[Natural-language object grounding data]
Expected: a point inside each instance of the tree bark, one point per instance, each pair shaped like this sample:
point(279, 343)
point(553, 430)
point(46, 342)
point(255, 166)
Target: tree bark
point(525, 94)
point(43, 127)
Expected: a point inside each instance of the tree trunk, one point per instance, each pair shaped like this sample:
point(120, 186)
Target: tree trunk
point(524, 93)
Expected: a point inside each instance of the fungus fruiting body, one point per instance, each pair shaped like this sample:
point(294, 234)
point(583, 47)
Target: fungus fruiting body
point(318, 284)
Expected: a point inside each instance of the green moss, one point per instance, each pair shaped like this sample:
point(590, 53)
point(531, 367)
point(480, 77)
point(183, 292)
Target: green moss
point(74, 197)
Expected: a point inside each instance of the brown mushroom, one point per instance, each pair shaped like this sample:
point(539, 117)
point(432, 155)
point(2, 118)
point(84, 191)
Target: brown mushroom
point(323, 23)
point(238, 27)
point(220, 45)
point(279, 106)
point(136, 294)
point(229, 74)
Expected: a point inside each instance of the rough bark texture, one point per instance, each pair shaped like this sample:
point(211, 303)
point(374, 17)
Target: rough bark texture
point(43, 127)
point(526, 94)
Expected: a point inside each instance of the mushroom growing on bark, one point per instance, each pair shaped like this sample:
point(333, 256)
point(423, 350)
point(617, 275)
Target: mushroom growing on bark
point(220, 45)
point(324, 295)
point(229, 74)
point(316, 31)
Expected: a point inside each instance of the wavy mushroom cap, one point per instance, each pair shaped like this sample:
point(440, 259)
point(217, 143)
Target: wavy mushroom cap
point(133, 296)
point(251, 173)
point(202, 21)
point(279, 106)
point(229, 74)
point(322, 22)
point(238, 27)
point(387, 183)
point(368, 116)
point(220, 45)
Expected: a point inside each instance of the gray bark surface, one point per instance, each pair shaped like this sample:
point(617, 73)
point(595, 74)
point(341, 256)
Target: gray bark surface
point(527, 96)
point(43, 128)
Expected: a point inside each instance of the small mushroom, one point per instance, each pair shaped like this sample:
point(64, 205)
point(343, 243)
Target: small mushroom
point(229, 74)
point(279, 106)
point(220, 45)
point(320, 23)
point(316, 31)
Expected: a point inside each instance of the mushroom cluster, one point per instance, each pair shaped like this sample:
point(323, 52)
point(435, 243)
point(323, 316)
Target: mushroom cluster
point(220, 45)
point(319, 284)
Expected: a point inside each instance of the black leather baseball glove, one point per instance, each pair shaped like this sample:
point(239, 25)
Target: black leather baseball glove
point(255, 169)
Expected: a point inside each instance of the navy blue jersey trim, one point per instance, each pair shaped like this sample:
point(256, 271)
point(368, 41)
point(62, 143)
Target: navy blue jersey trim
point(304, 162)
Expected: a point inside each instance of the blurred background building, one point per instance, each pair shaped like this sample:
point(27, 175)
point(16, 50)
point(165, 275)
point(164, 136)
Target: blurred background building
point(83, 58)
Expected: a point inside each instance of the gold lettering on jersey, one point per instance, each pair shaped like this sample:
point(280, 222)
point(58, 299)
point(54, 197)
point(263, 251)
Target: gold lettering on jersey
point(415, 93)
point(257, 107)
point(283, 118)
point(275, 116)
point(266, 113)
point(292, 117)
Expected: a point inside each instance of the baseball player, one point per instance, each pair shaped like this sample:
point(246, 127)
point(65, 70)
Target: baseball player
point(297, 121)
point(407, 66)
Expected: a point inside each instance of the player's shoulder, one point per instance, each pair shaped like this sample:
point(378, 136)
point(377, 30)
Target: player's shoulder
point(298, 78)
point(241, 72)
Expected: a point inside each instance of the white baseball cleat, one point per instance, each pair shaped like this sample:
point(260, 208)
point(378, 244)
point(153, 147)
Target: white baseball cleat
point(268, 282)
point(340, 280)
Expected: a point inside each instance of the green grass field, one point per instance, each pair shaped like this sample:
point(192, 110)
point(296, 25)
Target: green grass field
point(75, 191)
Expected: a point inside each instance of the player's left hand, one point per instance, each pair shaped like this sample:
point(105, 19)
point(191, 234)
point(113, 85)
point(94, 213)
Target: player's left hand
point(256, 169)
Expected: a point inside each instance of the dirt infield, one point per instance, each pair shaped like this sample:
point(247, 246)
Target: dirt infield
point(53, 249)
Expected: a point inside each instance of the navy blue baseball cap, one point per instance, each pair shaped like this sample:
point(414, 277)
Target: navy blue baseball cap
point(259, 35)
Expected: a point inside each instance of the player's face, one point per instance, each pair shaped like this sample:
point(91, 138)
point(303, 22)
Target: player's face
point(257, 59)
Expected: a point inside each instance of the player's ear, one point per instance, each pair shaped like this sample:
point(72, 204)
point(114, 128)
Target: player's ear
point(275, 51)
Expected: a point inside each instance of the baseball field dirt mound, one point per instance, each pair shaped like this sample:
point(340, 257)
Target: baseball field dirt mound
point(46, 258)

Task statement: The required output is the stretch of entries above from the line containing "point(440, 259)" through the line containing "Expected: a point inside each instance of the gray", reproduced exactly.

Task answer:
point(440, 259)
point(217, 143)
Target: wavy mushroom cap
point(133, 296)
point(251, 173)
point(202, 21)
point(279, 106)
point(229, 74)
point(322, 22)
point(238, 27)
point(387, 183)
point(368, 116)
point(220, 45)
Expected: a point inside each instance of the gray bark surface, one point per instance, each pair shaped like this sample:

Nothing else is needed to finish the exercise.